Perutz with his hemoglobin molecule, 1959. Image credit: Life Sciences Foundation.
[Part II of our survey of the life of Max Perutz, this time focusing on the years 1941-2002. Published in commemoration of the Perutz centenary, May 2014.]
Knowing that his parents were safe from Nazi persecution and able to return to the United States, circumstances began improving for Max Perutz. The Rockefeller Foundation reactivated his grant, allowing him to support himself while stateside as well as his parents in Cambridge, England. Perutz’s father was also able to find work as a laser operator during the war and afterwards qualified for a pension.
In September 1941, Perutz met Gisela Peiser, who was an accountant at the Society for the Protection of Science and Learning, an organization that assisted Jewish and other academic refugees fleeing from the Nazis. After a quick courtship, they were married the following March and, in December 1944, welcomed their daughter Vivien into the world. That same year, Perutz also found himself back in good stead with the British government and recruited to research ice strength for potential ice stations in the North Atlantic. The research did not work out, so Perutz returned to his work on hemoglobin at Cambridge. The next few years were spent trying to put together a secure source of income for him and his growing family. In the interim, he took out more loans and found a temporary fellowship.
Meanwhile, Perutz’s health continued to suffer. As his chronic gastrointestinal attacks became more unbearable, interfering with his daily activities more and more, Perutz began to seek out help. Most doctors he saw told him it was a psychological problem, but eventually one doctor recognized that the symptoms could be treated by a mixture of atropine and codeine. The remedy helped enough for Perutz to live more or less undisturbed by the problem for several years, though eventually that would change.

What you should do
List every person named in the text on Max Perutz's life.

Stored data entries
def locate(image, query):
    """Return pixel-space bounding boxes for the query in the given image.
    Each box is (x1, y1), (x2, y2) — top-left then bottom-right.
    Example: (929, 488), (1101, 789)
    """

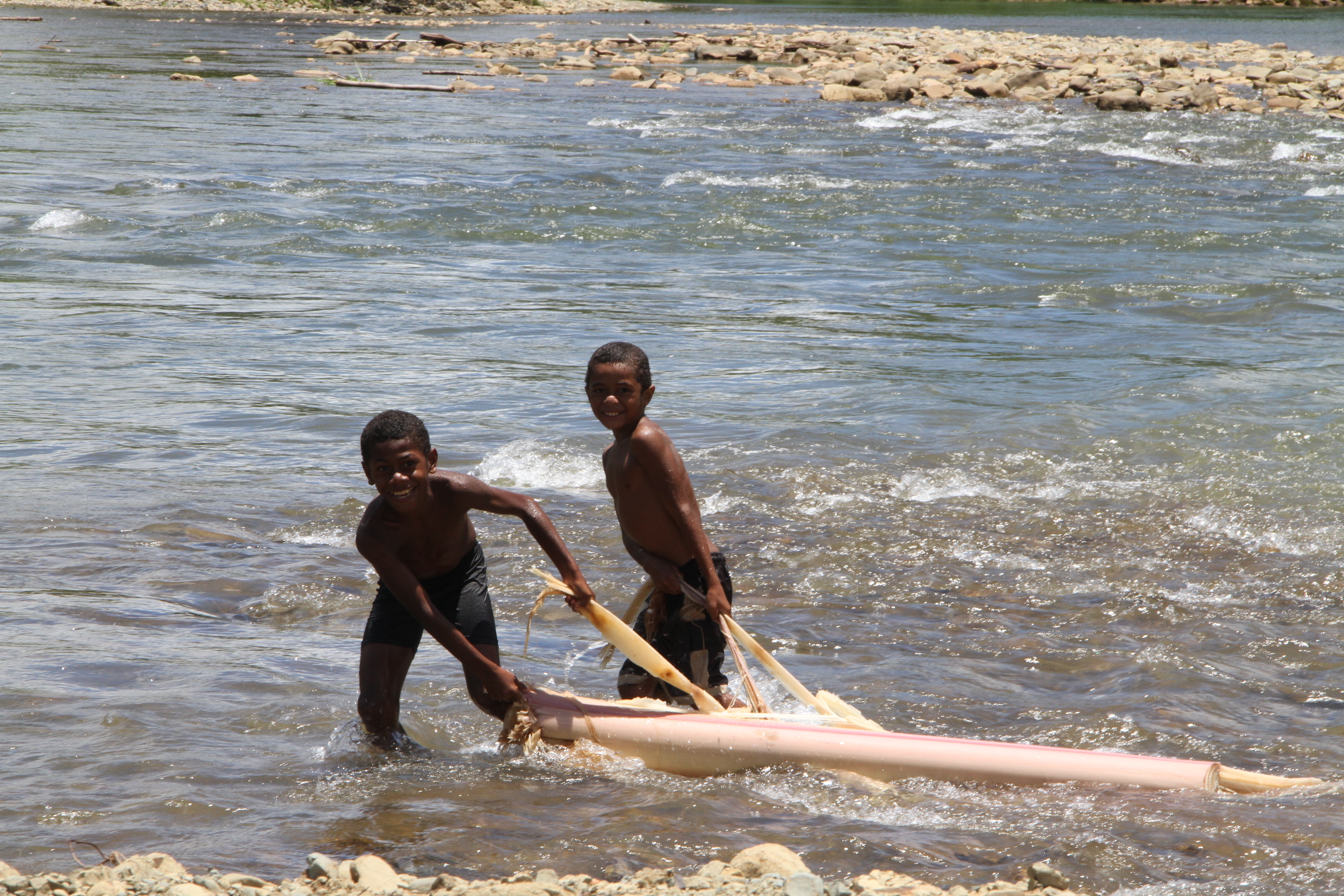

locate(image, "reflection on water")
(0, 4), (1344, 896)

Output below
Max Perutz, Gisela Peiser, Vivien